I just re-listened to a Mars Hill Audio interview with Robert Frank about his 1999 book Luxury Fever: Money and Happiness in an Era Excess. It has been republished in 2010 by Princeton Univ. Press, because it is probably more relevant than ever.

Frank argues that we buy possessions that don't make us happy, because the incentives are wrong. Our consumer culture sends us the message that to be successful we must look the part. This means conspicuous consumption like the Lexus, the sprawling estate, and the flashy wardrobe with all the accessories. Inconspicuous consumption like vacation, family time, and relaxation, which we know are more fulfilling, are not incentivized by our consumer economy.

Thus Frank proposes a economic model that sounds more like what my grandparents knew. I've always wondered why during WWII the war effort at home was always about sacrifice and doing without. Today we're told that if we want to help, we need to get out and spend. We chart consumer confidence as a mark of a healthy economy. It's spending not savings, stupid!

Pointing data for referring expressions
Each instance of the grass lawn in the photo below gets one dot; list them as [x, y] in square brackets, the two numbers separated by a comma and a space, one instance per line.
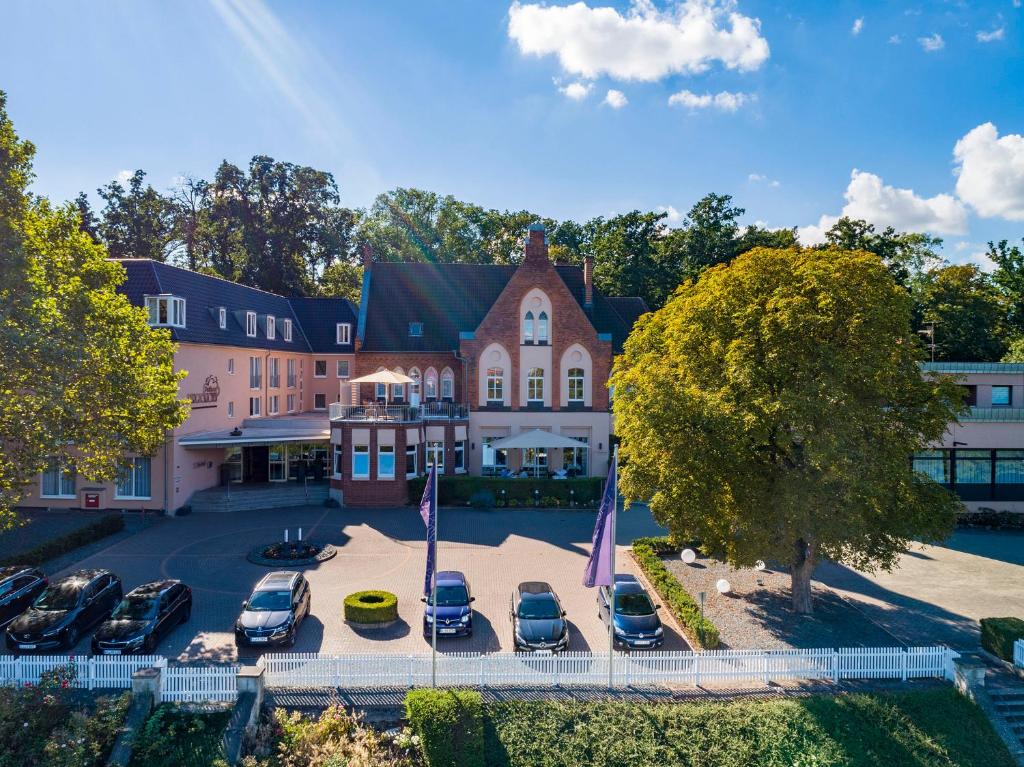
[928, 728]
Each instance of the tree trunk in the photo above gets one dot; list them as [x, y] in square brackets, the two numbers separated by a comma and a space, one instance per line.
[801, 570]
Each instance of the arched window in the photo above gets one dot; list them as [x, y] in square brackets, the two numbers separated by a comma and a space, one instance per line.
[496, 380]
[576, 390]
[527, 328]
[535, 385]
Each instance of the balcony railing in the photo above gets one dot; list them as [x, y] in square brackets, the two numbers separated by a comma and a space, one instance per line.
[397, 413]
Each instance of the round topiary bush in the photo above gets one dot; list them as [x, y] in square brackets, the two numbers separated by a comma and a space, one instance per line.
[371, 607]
...
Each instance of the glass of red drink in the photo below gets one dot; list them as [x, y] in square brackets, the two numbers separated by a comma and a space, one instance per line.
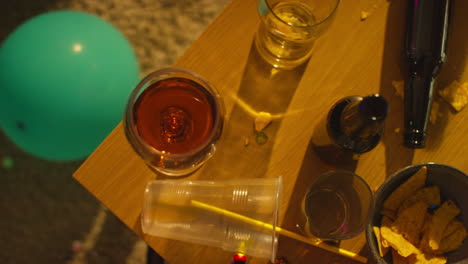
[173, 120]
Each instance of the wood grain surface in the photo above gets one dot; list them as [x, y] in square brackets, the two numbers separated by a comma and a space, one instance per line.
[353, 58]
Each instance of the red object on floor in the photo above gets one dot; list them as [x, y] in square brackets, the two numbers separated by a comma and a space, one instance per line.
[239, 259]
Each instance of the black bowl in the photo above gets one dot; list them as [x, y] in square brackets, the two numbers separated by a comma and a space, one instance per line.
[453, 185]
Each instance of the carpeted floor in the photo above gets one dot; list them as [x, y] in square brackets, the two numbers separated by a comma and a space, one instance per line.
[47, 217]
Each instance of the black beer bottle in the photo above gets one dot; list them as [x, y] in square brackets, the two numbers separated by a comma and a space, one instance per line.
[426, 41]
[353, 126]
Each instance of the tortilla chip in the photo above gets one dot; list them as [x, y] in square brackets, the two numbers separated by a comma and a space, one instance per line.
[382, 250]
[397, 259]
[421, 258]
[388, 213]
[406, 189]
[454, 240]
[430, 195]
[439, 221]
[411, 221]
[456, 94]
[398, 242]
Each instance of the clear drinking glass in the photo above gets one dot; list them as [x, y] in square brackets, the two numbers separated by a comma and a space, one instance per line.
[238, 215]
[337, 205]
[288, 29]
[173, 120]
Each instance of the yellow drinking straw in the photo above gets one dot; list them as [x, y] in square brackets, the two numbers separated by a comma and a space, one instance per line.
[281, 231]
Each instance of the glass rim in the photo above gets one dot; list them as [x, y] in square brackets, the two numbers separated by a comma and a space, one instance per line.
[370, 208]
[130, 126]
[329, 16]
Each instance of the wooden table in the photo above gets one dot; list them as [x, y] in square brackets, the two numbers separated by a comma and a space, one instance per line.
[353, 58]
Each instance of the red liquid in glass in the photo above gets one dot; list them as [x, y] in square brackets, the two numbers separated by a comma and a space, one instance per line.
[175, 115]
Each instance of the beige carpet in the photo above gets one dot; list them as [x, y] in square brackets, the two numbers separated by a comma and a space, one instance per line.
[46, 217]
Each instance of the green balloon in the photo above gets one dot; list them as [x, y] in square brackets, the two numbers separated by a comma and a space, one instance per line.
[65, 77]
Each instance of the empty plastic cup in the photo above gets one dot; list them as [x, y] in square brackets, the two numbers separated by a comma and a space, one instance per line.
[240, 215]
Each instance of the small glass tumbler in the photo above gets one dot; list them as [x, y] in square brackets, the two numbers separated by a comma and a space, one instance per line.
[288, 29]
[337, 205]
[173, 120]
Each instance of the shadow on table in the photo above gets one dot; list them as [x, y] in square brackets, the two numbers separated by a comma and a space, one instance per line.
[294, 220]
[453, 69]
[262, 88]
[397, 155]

### Required work
1. Answer these questions about the post about Luxury Fever:
(a) Which press republished the book in 2010?
(b) Which three things does the post give as examples of inconspicuous consumption?
(c) What was the war effort at home during WWII always about?
2. Continue the post about Luxury Fever, starting after its last sentence.
The listing is separate material and has no connection to the post about Luxury Fever.

### Answers to the problems
1.
(a) Princeton Univ. Press
(b) Vacation, family time, and relaxation
(c) Sacrifice and doing without

2.
Frank says not so fast. If we know what's good for us we need to change the game. Why not incentivize savings. Do away with income tax and set up a progressive consumption tax. Say a family pulls in $1,000,000, and they save $300,000. This means that they spent $700,000 on consumables, and this is their taxable income. The tax is graduated so that low and middle income families aren't made any poorer, and also have an incentive to save. This sounds like a distributism of savings.

Despite the poor economy, we've seen another decade of little to no savings among the majority of Americans. When you think about it, we must be out of our minds.

Many reviewers complain that Frank's vision doesn't take cultural realities into account. Just because we know that intangibles are better for us doesn't mean that we can quite worshipping the invisible hand of Adam Smith. Smith told us that the sum of individuals seeking their own interest adds up to the common good for all. This is the invisible hand of the self-regulating market, but it has infected us with luxury fever. Didn't Jesus say, "Do not store up treasures on earth where moth and rust destroy and thieves break in and steal, but store up treasures in heaven where moth and rust do not destroy and thieves do not break in and steal. For where your treasure is there your heart will be also." More intangibles please!

A former student of mine described our consumer economy as a once flowing river that has all but dried up. In order to keep it flowing the government has gone into debt buying two parts hydrogen for every one part oxygen and flooding the basin of consumerism. This is an artificial stimulant that gets us spending again. But it leaves us with the hangover of buyer's regret, and a government that's going to take us down the drain with it.  I pray that this doesn't have to happen in order for us learn wisdom and change our incentives. "Righteousness exalts a nation, but sin is a reproach to any people" (Proverbs 14:34).